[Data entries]
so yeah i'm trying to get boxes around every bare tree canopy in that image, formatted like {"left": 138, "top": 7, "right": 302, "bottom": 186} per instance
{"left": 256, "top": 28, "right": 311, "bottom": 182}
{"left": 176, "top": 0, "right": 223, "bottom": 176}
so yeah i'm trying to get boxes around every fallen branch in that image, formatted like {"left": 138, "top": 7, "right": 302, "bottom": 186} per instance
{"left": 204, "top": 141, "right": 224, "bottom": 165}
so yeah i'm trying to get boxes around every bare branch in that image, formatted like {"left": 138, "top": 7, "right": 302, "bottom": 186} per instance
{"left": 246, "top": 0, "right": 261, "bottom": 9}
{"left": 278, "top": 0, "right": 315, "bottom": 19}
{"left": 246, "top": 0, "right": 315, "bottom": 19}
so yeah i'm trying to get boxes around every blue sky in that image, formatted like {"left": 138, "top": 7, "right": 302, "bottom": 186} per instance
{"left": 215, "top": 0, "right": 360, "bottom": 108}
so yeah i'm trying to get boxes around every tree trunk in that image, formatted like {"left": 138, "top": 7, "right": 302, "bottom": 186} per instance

*DIRECTIONS:*
Restate the records, all of them, precisely as written.

*RESULT OF THIS TASK:*
so yeah i'm trying to get boxes around every bare tree canopy in that image, formatted like {"left": 138, "top": 7, "right": 302, "bottom": 186} per instance
{"left": 256, "top": 28, "right": 311, "bottom": 182}
{"left": 176, "top": 0, "right": 223, "bottom": 176}
so yeah i'm trying to get boxes around every fallen branch in that image, formatted like {"left": 138, "top": 7, "right": 302, "bottom": 186} per instance
{"left": 204, "top": 141, "right": 224, "bottom": 165}
so yeah i'm trying to get boxes around every bare branch in that image, formatted like {"left": 138, "top": 7, "right": 302, "bottom": 186} per instance
{"left": 246, "top": 0, "right": 261, "bottom": 9}
{"left": 278, "top": 0, "right": 315, "bottom": 19}
{"left": 246, "top": 0, "right": 315, "bottom": 19}
so yeah i'm trying to get boxes around every blue sky in that image, formatted like {"left": 138, "top": 7, "right": 302, "bottom": 186} per instance
{"left": 215, "top": 0, "right": 360, "bottom": 108}
so yeah i'm trying to get boxes around every tree trunk in that image, formatted like {"left": 138, "top": 7, "right": 302, "bottom": 186} per instance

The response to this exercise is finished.